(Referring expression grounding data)
###

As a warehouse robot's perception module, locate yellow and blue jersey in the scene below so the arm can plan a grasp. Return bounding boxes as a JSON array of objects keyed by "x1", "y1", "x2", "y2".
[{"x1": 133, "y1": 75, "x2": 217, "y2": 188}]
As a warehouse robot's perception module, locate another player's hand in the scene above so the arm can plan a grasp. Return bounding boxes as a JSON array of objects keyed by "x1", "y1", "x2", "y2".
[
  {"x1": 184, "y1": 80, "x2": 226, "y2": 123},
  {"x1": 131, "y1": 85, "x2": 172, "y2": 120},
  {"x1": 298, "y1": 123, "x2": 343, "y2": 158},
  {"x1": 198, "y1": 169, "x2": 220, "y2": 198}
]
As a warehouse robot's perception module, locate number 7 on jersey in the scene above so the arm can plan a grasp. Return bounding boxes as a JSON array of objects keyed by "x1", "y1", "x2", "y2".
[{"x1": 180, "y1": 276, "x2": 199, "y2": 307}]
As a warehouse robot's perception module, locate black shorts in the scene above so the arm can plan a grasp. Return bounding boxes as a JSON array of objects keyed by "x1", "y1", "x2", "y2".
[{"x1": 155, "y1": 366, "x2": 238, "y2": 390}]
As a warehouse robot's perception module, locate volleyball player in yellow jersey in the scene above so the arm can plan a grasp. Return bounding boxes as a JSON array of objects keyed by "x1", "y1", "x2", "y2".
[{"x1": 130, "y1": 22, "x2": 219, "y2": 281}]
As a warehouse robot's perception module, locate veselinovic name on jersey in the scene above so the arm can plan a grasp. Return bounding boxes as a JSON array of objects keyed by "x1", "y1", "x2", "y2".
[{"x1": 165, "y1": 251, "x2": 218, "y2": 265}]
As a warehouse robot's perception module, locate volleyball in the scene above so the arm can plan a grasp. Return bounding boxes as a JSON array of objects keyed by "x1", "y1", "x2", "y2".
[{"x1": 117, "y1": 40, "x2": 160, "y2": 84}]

###

■ **Work required**
The expected response is the full set of records, reproduced exactly.

■ **Response area**
As a warehouse robot's perception module, locate yellow and blue jersey in the scene below so the arm can plan a grasp. Return bounding boxes as a JSON array of objects keyed by "x1", "y1", "x2", "y2".
[{"x1": 133, "y1": 75, "x2": 217, "y2": 188}]
As a warehouse robot's perception module, locate another player's hand in the scene above so the arm can plan a grasp. Return bounding boxes as a JSON array of objects keyed by "x1", "y1", "x2", "y2".
[
  {"x1": 184, "y1": 80, "x2": 226, "y2": 123},
  {"x1": 131, "y1": 85, "x2": 172, "y2": 120},
  {"x1": 298, "y1": 123, "x2": 343, "y2": 158},
  {"x1": 198, "y1": 169, "x2": 220, "y2": 198}
]
As a warehouse robot's perception module, locate number 7 on jersey in the scene above so the arm can plan a grasp. Return bounding boxes as a JSON array of objects keyed by "x1", "y1", "x2", "y2".
[{"x1": 180, "y1": 276, "x2": 199, "y2": 307}]
As a warehouse robot's perception module, locate black shorts in the scene above so the arm can plan a grasp. Return bounding boxes as a JSON array of objects keyed by "x1", "y1", "x2", "y2".
[{"x1": 155, "y1": 366, "x2": 238, "y2": 390}]
As a warehouse robot's perception module, locate volleyball player in yellow jersey in the scene above so the arm can plan a grasp. Return bounding boxes as a JSON array of objects keyed by "x1", "y1", "x2", "y2".
[{"x1": 130, "y1": 22, "x2": 219, "y2": 281}]
As a warehouse robot's perception module, locate veselinovic name on jersey in the scene above so the arm can plan a grasp. Return bounding boxes as a JSON array of objects keyed by "x1", "y1", "x2", "y2".
[{"x1": 165, "y1": 251, "x2": 218, "y2": 265}]
As a warehouse robot's perception module, locate volleyball in the scene above so the arm can plan a grasp. Return bounding boxes as a JSON array of objects keyed by "x1", "y1", "x2", "y2".
[{"x1": 117, "y1": 40, "x2": 160, "y2": 84}]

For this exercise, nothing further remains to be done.